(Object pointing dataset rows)

■ ■ ■ ■ ■

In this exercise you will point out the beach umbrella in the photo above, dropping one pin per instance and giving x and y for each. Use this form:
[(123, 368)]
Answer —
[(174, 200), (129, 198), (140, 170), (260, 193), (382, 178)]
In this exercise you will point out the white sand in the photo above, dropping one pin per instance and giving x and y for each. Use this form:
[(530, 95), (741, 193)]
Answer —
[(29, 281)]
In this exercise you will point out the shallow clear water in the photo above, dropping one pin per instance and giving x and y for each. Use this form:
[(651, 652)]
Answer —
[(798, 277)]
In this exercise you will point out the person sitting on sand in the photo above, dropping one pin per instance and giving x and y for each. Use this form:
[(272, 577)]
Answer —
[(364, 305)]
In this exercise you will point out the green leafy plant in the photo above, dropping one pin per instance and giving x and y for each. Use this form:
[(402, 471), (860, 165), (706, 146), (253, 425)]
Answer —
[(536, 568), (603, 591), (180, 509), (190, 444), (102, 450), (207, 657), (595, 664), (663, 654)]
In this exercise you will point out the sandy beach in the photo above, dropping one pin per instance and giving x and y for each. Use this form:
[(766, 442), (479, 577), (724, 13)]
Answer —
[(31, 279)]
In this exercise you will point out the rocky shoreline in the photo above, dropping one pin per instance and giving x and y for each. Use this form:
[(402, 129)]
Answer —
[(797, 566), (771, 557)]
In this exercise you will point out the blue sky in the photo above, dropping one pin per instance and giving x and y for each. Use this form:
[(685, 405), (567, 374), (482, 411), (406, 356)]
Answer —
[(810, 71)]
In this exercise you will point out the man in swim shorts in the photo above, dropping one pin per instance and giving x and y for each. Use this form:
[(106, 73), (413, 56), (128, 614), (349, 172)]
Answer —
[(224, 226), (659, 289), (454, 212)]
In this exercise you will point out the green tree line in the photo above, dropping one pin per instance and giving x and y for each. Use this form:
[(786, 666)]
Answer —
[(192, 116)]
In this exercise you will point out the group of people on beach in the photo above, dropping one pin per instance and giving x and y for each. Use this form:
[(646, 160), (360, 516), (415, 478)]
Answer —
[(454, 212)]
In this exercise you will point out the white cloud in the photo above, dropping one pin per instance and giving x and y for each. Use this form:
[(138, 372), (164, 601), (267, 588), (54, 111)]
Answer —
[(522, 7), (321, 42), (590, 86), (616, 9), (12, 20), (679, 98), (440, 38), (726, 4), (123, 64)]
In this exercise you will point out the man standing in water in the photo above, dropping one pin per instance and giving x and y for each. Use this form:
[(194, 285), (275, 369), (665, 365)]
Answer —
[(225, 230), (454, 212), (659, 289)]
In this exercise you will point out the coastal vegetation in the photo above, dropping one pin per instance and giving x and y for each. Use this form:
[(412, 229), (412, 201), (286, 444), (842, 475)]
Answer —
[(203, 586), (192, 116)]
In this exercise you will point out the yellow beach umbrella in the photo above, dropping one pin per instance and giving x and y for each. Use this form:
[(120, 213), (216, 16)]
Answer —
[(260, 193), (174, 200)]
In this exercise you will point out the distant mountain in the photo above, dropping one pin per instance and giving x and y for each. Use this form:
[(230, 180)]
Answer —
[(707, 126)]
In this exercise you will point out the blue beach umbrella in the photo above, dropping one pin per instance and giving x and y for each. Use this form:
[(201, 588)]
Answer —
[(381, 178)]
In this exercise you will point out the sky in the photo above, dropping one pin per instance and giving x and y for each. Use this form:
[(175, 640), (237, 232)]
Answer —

■ ■ ■ ■ ■

**Problem description:**
Copy out the listing again, swapping "one pin" for "one marker" every time it occurs and leaving everything else as it is.

**Problem solution:**
In this exercise you will point out the beach umbrella in the photo above, dropping one marker per instance and giving x and y for each. Use this form:
[(123, 368)]
Answer —
[(174, 200), (129, 198), (140, 170), (260, 193), (382, 178)]
In this exercise you will point out the white sand in the photo above, dropping one marker per instance and giving x and y for each. Use this form:
[(530, 95), (741, 193)]
Answer —
[(29, 281)]
In this exercise you will point out the shallow clear water in the photo above, dropping one marker per instance and giving x and y for each. Use this form:
[(651, 652)]
Answer —
[(798, 277)]
In this exercise you will point out the person sitting on sand in the photo above, dropping one marker per instance and giving x and y for each. Use this form:
[(272, 577)]
Answer —
[(364, 305)]
In this exercise you will point out the green leafy plant in the photo above, dropping one marker per instance and giving x and y for each. Use this form:
[(402, 471), (860, 165), (706, 146), (253, 425)]
Answer —
[(536, 568), (603, 591), (180, 509), (190, 444), (102, 450), (207, 657), (595, 664), (663, 654)]
In this exercise you will point out the sandy beach in the photo above, dropping one marker per instance and giving x and y for each. Use this form:
[(766, 442), (479, 577), (724, 13)]
Answer —
[(31, 279)]
In this exercise you will point out the rocky shoreline in the photo above, dropping one marker per instance and giving x and y for each. Use this form:
[(402, 129)]
Answer —
[(797, 566), (771, 557)]
In this exercise you will point out the blue sky in the photo above, dropping one marker per instance and giving x and y for each. Use this form:
[(685, 405), (567, 374), (482, 411), (406, 356)]
Answer —
[(810, 71)]
In this exercise you will point out the man in swim shorts in the photo above, dropping one marker per instance and giving x and y for each. Use this form:
[(106, 73), (413, 56), (128, 614), (349, 172)]
Answer —
[(224, 226), (659, 289), (454, 212)]
In this exercise you will point out the green tree line in the photo above, dropping one marker per instance and giving x and y for each. Use this form:
[(786, 666)]
Answer —
[(192, 116)]
In this exercise you will point out the group of people on beach in the photo above, dropping one marker per instance and giving x and y for each. Use this form:
[(646, 160), (360, 516), (415, 478)]
Answer —
[(454, 212)]
In this exercise you will point out the white cloud in the photo above, dropping one marker per instance and giving x and y for each. Use this form:
[(138, 372), (164, 601), (267, 588), (54, 111)]
Answer —
[(522, 7), (321, 42), (590, 86), (616, 9), (12, 20), (679, 98), (440, 38), (726, 4), (123, 64)]
In this exercise you will point out the man standing in water in the photo above, dropping one marker per instance and giving x and y for each. Use this form:
[(194, 285), (275, 369), (665, 365)]
Answer —
[(225, 230), (454, 212), (659, 289)]
In this exercise you will point out the coastal vegetation in the photo above, dropping one marker per instance and giving x and y for each. Use this form:
[(412, 229), (412, 201), (286, 444), (842, 475)]
Answer —
[(203, 586), (192, 116)]
In this exercise you will point out the yellow beach umbrella in the photo above, dropping one marker per instance and giving x and y for each. Use this form:
[(120, 213), (216, 16)]
Answer —
[(260, 193), (174, 200)]
In this exercise you will point out the distant mountain in the photo above, dropping one marker per instance and giving x and y for each. Use this form:
[(230, 180)]
Answer —
[(707, 126)]
In this exercise you will point out the blue beach umbrella in the photo above, dropping one marker per instance and giving x and y for each. Use this form:
[(201, 588)]
Answer —
[(381, 178)]
In this exercise you will point out the sky in the photo above, dropping one marker per instance and giving x and y for each. Use this form:
[(175, 640), (237, 232)]
Answer —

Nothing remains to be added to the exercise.